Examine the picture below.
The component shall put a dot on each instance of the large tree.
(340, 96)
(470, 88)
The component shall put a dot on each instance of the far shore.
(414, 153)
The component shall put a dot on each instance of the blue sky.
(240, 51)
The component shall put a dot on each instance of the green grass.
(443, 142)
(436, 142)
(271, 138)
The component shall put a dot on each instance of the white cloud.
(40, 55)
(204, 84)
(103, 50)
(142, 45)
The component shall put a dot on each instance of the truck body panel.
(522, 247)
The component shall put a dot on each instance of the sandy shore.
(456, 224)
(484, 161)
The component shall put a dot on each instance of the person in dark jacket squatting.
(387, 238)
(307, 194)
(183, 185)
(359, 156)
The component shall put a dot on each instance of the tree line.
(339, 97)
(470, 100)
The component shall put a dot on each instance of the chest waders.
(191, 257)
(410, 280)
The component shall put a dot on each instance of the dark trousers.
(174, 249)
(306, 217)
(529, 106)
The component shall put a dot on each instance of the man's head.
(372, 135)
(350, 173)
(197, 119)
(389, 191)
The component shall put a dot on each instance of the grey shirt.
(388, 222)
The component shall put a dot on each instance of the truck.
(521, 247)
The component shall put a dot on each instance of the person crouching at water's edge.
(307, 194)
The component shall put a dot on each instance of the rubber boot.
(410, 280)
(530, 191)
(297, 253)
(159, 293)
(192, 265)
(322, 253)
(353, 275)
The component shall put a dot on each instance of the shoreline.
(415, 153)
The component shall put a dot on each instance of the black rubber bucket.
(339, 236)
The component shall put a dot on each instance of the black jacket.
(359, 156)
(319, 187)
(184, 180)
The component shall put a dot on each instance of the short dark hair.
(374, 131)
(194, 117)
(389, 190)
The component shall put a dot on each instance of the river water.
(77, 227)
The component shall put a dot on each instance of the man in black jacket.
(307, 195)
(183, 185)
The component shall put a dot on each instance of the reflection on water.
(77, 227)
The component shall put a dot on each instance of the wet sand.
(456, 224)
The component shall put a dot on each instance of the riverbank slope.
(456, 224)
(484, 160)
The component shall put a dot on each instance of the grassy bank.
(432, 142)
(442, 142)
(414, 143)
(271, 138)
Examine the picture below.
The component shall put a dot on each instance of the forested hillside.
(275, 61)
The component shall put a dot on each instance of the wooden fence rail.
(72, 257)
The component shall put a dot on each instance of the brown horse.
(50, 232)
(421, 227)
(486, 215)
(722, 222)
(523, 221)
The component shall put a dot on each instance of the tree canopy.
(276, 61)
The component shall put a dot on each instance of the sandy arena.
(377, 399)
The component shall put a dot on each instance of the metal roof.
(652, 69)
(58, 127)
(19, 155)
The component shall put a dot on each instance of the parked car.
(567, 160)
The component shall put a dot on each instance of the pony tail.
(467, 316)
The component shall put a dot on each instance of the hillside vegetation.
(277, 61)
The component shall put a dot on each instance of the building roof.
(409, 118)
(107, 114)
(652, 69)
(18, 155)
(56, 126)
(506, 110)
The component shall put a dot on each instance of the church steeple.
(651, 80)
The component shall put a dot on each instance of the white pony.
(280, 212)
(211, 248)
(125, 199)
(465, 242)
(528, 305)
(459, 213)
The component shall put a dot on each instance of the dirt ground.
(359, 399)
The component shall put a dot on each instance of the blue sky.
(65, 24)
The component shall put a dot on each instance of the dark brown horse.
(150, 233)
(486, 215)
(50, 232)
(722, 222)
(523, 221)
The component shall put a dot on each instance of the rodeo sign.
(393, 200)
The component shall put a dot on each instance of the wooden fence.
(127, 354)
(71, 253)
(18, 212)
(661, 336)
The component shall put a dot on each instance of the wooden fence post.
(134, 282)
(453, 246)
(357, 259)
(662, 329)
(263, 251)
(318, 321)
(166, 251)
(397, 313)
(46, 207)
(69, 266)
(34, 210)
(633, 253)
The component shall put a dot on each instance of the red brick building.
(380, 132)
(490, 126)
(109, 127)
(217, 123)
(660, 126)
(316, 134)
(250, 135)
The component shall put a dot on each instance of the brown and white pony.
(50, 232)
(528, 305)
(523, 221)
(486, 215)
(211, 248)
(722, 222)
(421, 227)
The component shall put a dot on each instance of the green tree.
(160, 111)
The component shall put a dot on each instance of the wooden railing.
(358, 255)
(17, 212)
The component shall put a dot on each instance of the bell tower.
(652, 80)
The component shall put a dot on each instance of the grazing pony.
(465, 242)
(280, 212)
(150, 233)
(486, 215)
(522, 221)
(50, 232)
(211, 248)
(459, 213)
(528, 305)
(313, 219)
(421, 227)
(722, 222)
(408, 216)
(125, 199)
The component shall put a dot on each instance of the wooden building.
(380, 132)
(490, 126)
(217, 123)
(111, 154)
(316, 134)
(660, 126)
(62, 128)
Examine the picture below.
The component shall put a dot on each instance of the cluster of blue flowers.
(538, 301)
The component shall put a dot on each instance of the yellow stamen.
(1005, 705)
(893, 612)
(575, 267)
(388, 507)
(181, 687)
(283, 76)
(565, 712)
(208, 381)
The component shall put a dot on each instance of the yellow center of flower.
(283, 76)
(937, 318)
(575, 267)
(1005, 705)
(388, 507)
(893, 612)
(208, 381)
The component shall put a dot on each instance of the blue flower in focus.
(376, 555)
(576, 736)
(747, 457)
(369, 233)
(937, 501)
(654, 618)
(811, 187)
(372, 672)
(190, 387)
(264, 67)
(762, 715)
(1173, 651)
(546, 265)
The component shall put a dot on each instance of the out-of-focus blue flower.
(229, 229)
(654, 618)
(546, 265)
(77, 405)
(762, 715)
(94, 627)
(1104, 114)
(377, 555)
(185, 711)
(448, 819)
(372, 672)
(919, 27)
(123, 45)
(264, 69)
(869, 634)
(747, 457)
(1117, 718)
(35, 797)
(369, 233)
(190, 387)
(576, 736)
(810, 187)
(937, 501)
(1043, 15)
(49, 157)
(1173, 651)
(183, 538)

***

**Your instructions**
Extract the complete listing verbatim.

**The solution**
Examine the picture below.
The component shall put a dot on each instance of the large tree.
(340, 96)
(470, 88)
The component shall put a dot on each instance of the far shore.
(414, 153)
The component shall put a dot on each instance of the blue sky.
(240, 51)
The component shall put a dot on each instance of the green grass.
(443, 142)
(436, 142)
(271, 138)
The component shall put a dot on each instance of the white cloud.
(40, 55)
(204, 84)
(103, 50)
(142, 45)
The component shall put a dot on each instance of the truck body panel.
(522, 247)
The component shall put a dot on each instance of the sandy shore.
(456, 224)
(484, 161)
The component shall put a dot on each instance of the person in dark jacket squatting.
(387, 238)
(307, 194)
(183, 185)
(359, 156)
The component shall put a dot on each instance of the tree line.
(339, 97)
(470, 100)
The component shall put a dot on each instance of the chest waders.
(191, 257)
(410, 280)
The component shall put a dot on each instance of the dark trousers.
(174, 249)
(306, 217)
(529, 106)
The component shall put a dot on each instance of the man's head.
(372, 135)
(350, 173)
(197, 119)
(389, 191)
The component shall put a dot on each instance of the grey shirt.
(388, 222)
The component shall put a dot on each instance of the truck.
(521, 247)
The component shall put a dot on each instance of the person crouching at water's edge.
(307, 194)
The component shall put a dot on each instance of the rubber boot.
(410, 280)
(530, 191)
(297, 253)
(159, 293)
(192, 265)
(322, 253)
(353, 275)
The component shall put a dot on each instance of the shoreline.
(415, 153)
The component shall put a dot on each instance of the black rubber bucket.
(339, 236)
The component shall put a dot on each instance of the black jacket.
(359, 156)
(319, 187)
(184, 180)
The component shall put a dot on each instance of the short dark hair.
(374, 131)
(194, 117)
(389, 190)
The component shall put a dot on each instance of the river water.
(77, 227)
The component shall put a dot on each instance of the man in black jacket.
(307, 195)
(183, 185)
The component shall put a dot on each instance of the reflection on water.
(77, 227)
The component shall put a dot on each instance of the wet sand.
(456, 224)
The component shall put a dot on each instance of the riverbank slope.
(456, 224)
(484, 160)
The component shall put a dot on each instance of the grassy bank.
(432, 142)
(442, 142)
(414, 143)
(271, 138)
Examine the picture below.
The component shall put a dot on each instance of the forested hillside.
(275, 61)
The component shall put a dot on each instance of the wooden fence rail.
(72, 257)
The component shall put a dot on each instance of the brown horse.
(50, 232)
(421, 227)
(486, 215)
(722, 222)
(523, 221)
The component shall put a dot on each instance of the tree canopy.
(276, 61)
The component shall put a dot on each instance of the sandy arena.
(377, 399)
The component shall put a dot on each instance of the metal roof.
(652, 69)
(58, 127)
(19, 155)
The component shall put a dot on each instance of the parked car.
(567, 160)
The component shall put a dot on each instance of the pony tail.
(467, 316)
The component shall put a dot on each instance of the hillside vegetation.
(277, 61)
The component shall put a dot on each instance of the building roof.
(409, 118)
(107, 114)
(652, 69)
(18, 155)
(56, 126)
(506, 110)
The component shall put a dot on each instance of the church steeple.
(651, 80)
The component shall put a dot on each instance of the white pony.
(280, 212)
(211, 248)
(125, 199)
(465, 242)
(528, 305)
(459, 213)
The component shall put a dot on each instance of the dirt ground.
(359, 399)
The component shall put a dot on each instance of the blue sky.
(65, 24)
The component shall put a dot on each instance of the dark brown horse.
(150, 233)
(486, 215)
(50, 232)
(722, 222)
(523, 221)
The component shall put a dot on each instance of the rodeo sign.
(393, 200)
The component shall put a dot on each instance of the wooden fence.
(127, 354)
(71, 253)
(18, 212)
(661, 336)
The component shall put a dot on each instance of the wooden fence post.
(134, 282)
(453, 246)
(357, 259)
(662, 329)
(263, 251)
(318, 321)
(166, 251)
(397, 313)
(46, 207)
(69, 266)
(34, 210)
(633, 253)
The component shall put a dot on each instance of the red brick building.
(380, 132)
(490, 126)
(109, 127)
(217, 123)
(660, 126)
(316, 134)
(250, 135)
The component shall put a dot on each instance of the brown and white pony.
(50, 232)
(528, 305)
(523, 221)
(486, 215)
(211, 248)
(722, 222)
(421, 227)
The component shall put a dot on each instance of the green tree.
(160, 111)
The component shall put a dot on each instance of the wooden railing.
(358, 255)
(17, 212)
The component shall put a dot on each instance of the bell tower.
(652, 80)
The component shall put a dot on each instance of the grazing pony.
(465, 242)
(280, 212)
(150, 233)
(486, 215)
(522, 221)
(50, 232)
(211, 248)
(459, 213)
(528, 305)
(313, 219)
(421, 227)
(722, 222)
(408, 216)
(125, 199)
The component shall put a dot on each instance of the wooden building.
(380, 132)
(490, 126)
(217, 123)
(111, 154)
(316, 134)
(660, 126)
(62, 128)
Examine the picture below.
The component shall put a dot on each instance of the cluster of blue flowers.
(538, 301)
The component shall put a dot on each instance of the yellow stamen.
(1005, 705)
(893, 612)
(575, 267)
(388, 507)
(181, 687)
(283, 76)
(565, 712)
(208, 381)
The component shall put a dot on each instance of the yellow center of flower.
(283, 76)
(937, 318)
(575, 267)
(1005, 705)
(388, 507)
(893, 612)
(208, 381)
The component shall put a dot on each instance of the blue flower in focus.
(376, 555)
(576, 736)
(747, 457)
(369, 233)
(937, 501)
(654, 618)
(811, 187)
(372, 672)
(190, 387)
(264, 67)
(762, 715)
(1173, 651)
(546, 265)
The component shall put a dot on each instance of the out-of-focus blue flower.
(229, 229)
(654, 618)
(546, 265)
(77, 405)
(762, 715)
(94, 627)
(1104, 114)
(377, 555)
(185, 711)
(448, 819)
(372, 672)
(919, 27)
(123, 45)
(264, 69)
(869, 634)
(747, 457)
(1117, 718)
(35, 797)
(369, 233)
(190, 387)
(576, 736)
(810, 187)
(937, 501)
(1043, 15)
(49, 157)
(1173, 651)
(183, 538)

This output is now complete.